_Fragmento para leer_:
- - - - -
En cierta medida, aun el menosprecio con que por entonces se miraba el teatro, y aun su precariedad, fueron para Shakespeare un verdadero beneficio. A la ausencia de reglas rígidas como las que condicionarían, en épocas posteriores, ciertos géneros teatrales «consagrados», debemos las tres características más obvias de su dramaturgia: la desmesura, la libertad para experimentar con materiales provenientes de los ámbitos culturales más opuestos, y, en fin, la originalidad con que consigue amalgamarlos en obras, por lo demás, siempre distintas. Los manuales suelen destacar que, antes de Romeo y Julieta, el amor era tema de comedia o de «géneros bajos»; hacer del amor tema de tragedia, y de tragedia con un fuerte cariz político, es un gesto típico de Shakespeare, para quien no existían barreras fijas entre artes, ni otra jerarquía que la que establece la potencia comunicativa de signo. En efecto, su identificación con la «alta cultura» suele hacer olvidar el fuertísimo arraigo de Shakespeare en la cultura oral y en los «géneros marginales». Como los trágicos griegos, Shakespeare nunca trabajaba con historias enteramente inventadas por él: de ahí que cada edición de sus obras venga precedida, tradicionalmente, por una larga enumeración de «fuentes» literarias. Pero mientras que Esquilo, por ejemplo, recreaba un mito de carácter sagrado, y Racine, a su vez, recrearía mitos ya elaborados por los trágicos griegos, Shakespeare toma como punto de partida fuentes nada «canónicas», apenas prestigiosas: alguna comedia del latino Plauto, sí, alguna crónica histórica de la vieja Inglaterra, notoriamente las de Holinshed; pero sobre todo, cuentos populares como los que todavía se contaban usualmente en el campo y, siglos más tarde, recopilarían Charles Perrault, los Hermanos Grimm o, ya en nuestro siglo, Italo Calvino. Es el caso de Romeo y Julieta: su fuente más lejana es Il novellino, compilación de cuentos tradicionales de Massuccio de Salerno (1476), de donde luego tomó el argumento Luigi da Porto (1524), de quien a su vez la recogió Luigi Grotto (1578) y así una serie de recopiladores o recreadores ignotos que sin embargo consiguieron volverla, para la época en que Shakespeare decidió llevarla a escena, «una leyenda inmensamente popular».
- - - - -
_Datos de origen_:
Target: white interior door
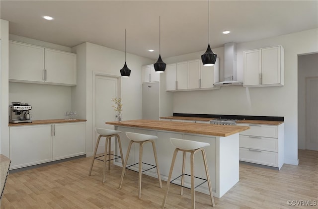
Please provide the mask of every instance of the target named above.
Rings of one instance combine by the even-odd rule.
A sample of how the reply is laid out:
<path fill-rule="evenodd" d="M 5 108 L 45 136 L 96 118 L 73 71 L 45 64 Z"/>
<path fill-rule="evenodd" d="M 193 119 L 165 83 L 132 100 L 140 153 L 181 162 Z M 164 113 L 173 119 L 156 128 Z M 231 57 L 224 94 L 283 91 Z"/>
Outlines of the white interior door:
<path fill-rule="evenodd" d="M 318 77 L 306 78 L 306 149 L 318 151 Z"/>
<path fill-rule="evenodd" d="M 107 121 L 114 121 L 116 120 L 116 117 L 117 113 L 114 110 L 112 107 L 114 105 L 114 102 L 112 101 L 113 98 L 118 98 L 119 88 L 118 88 L 119 77 L 111 76 L 104 76 L 96 75 L 95 77 L 95 99 L 93 102 L 95 103 L 95 107 L 93 114 L 95 116 L 95 126 L 93 127 L 101 128 L 107 129 L 113 129 L 113 126 L 106 125 L 105 123 Z M 96 133 L 95 130 L 93 130 L 94 134 L 95 143 L 98 135 Z M 114 139 L 112 139 L 113 140 Z M 112 143 L 112 144 L 113 144 Z M 112 150 L 113 147 L 112 145 Z M 97 149 L 97 153 L 102 153 L 105 149 L 105 139 L 103 139 L 99 142 L 99 145 Z"/>

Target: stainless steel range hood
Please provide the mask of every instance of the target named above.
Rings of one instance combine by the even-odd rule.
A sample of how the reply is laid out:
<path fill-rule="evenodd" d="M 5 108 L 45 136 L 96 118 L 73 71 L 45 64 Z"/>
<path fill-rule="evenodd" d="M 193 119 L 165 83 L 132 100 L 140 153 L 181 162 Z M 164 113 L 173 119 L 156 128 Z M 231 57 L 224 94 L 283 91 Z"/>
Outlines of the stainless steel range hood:
<path fill-rule="evenodd" d="M 224 81 L 214 84 L 217 86 L 242 85 L 237 81 L 237 45 L 234 42 L 224 44 Z"/>

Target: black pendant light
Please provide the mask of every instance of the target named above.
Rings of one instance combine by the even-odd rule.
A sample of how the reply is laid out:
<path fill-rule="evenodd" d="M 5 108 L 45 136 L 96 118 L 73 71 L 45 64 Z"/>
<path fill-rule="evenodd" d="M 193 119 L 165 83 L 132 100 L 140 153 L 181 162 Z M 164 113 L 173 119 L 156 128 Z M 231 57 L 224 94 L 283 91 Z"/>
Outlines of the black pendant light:
<path fill-rule="evenodd" d="M 126 64 L 126 28 L 125 29 L 125 65 L 124 67 L 120 70 L 120 74 L 123 77 L 129 77 L 130 75 L 130 71 L 131 70 L 129 70 L 127 65 Z"/>
<path fill-rule="evenodd" d="M 204 66 L 212 66 L 217 60 L 217 55 L 214 54 L 210 47 L 210 0 L 209 0 L 209 45 L 204 54 L 201 56 L 201 59 Z"/>
<path fill-rule="evenodd" d="M 157 62 L 154 64 L 155 70 L 156 72 L 163 72 L 165 70 L 166 65 L 166 64 L 162 61 L 160 55 L 160 16 L 159 16 L 159 58 Z"/>

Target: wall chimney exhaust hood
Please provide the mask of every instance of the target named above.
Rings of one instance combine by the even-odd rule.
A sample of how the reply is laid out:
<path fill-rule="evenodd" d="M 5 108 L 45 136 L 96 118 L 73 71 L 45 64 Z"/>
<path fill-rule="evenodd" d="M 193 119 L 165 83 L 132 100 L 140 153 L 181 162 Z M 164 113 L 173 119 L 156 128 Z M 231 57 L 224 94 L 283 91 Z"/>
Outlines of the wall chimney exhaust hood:
<path fill-rule="evenodd" d="M 242 85 L 237 79 L 237 44 L 224 44 L 224 81 L 216 83 L 216 86 Z"/>

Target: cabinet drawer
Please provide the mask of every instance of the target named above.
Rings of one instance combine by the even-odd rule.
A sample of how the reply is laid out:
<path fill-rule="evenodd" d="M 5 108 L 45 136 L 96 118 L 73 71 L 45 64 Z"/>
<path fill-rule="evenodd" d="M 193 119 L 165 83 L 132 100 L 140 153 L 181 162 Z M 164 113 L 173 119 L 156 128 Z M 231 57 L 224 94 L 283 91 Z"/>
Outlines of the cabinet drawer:
<path fill-rule="evenodd" d="M 239 160 L 270 166 L 278 166 L 277 152 L 239 147 Z"/>
<path fill-rule="evenodd" d="M 265 125 L 237 124 L 237 126 L 248 126 L 250 129 L 239 133 L 240 135 L 249 135 L 257 137 L 278 138 L 278 128 L 277 126 Z"/>
<path fill-rule="evenodd" d="M 277 139 L 239 135 L 240 147 L 277 152 L 278 146 Z"/>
- - - - -
_Tareas pendientes_:
A – Reproduce el fragmento sobre Shakespeare completo y sin ningún cambio.
B – Por favor, transcribe tal cual solo las líneas de los registros que empiezan en la que contiene "Target: black pendant light" y terminan en la que contiene "157 62 L 154", ambas incluidas.

_Respuestas en orden_:
A –
En cierta medida, aun el menosprecio con que por entonces se miraba el teatro, y aun su precariedad, fueron para Shakespeare un verdadero beneficio. A la ausencia de reglas rígidas como las que condicionarían, en épocas posteriores, ciertos géneros teatrales «consagrados», debemos las tres características más obvias de su dramaturgia: la desmesura, la libertad para experimentar con materiales provenientes de los ámbitos culturales más opuestos, y, en fin, la originalidad con que consigue amalgamarlos en obras, por lo demás, siempre distintas. Los manuales suelen destacar que, antes de Romeo y Julieta, el amor era tema de comedia o de «géneros bajos»; hacer del amor tema de tragedia, y de tragedia con un fuerte cariz político, es un gesto típico de Shakespeare, para quien no existían barreras fijas entre artes, ni otra jerarquía que la que establece la potencia comunicativa de signo. En efecto, su identificación con la «alta cultura» suele hacer olvidar el fuertísimo arraigo de Shakespeare en la cultura oral y en los «géneros marginales». Como los trágicos griegos, Shakespeare nunca trabajaba con historias enteramente inventadas por él: de ahí que cada edición de sus obras venga precedida, tradicionalmente, por una larga enumeración de «fuentes» literarias. Pero mientras que Esquilo, por ejemplo, recreaba un mito de carácter sagrado, y Racine, a su vez, recrearía mitos ya elaborados por los trágicos griegos, Shakespeare toma como punto de partida fuentes nada «canónicas», apenas prestigiosas: alguna comedia del latino Plauto, sí, alguna crónica histórica de la vieja Inglaterra, notoriamente las de Holinshed; pero sobre todo, cuentos populares como los que todavía se contaban usualmente en el campo y, siglos más tarde, recopilarían Charles Perrault, los Hermanos Grimm o, ya en nuestro siglo, Italo Calvino. Es el caso de Romeo y Julieta: su fuente más lejana es Il novellino, compilación de cuentos tradicionales de Massuccio de Salerno (1476), de donde luego tomó el argumento Luigi da Porto (1524), de quien a su vez la recogió Luigi Grotto (1578) y así una serie de recopiladores o recreadores ignotos que sin embargo consiguieron volverla, para la época en que Shakespeare decidió llevarla a escena, «una leyenda inmensamente popular».

B –
Target: black pendant light
Please provide the mask of every instance of the target named above.
Rings of one instance combine by the even-odd rule.
A sample of how the reply is laid out:
<path fill-rule="evenodd" d="M 5 108 L 45 136 L 96 118 L 73 71 L 45 64 Z"/>
<path fill-rule="evenodd" d="M 193 119 L 165 83 L 132 100 L 140 153 L 181 162 Z M 164 113 L 173 119 L 156 128 Z M 231 57 L 224 94 L 283 91 Z"/>
Outlines of the black pendant light:
<path fill-rule="evenodd" d="M 126 64 L 126 28 L 125 29 L 125 65 L 124 67 L 120 70 L 120 74 L 123 77 L 129 77 L 130 75 L 130 71 L 131 70 L 129 70 L 127 65 Z"/>
<path fill-rule="evenodd" d="M 204 66 L 212 66 L 217 60 L 217 55 L 214 54 L 210 47 L 210 0 L 209 0 L 209 45 L 204 54 L 201 56 L 201 59 Z"/>
<path fill-rule="evenodd" d="M 157 62 L 154 64 L 155 70 L 156 72 L 163 72 L 165 70 L 166 65 L 166 64 L 162 61 L 160 55 L 160 16 L 159 16 L 159 58 Z"/>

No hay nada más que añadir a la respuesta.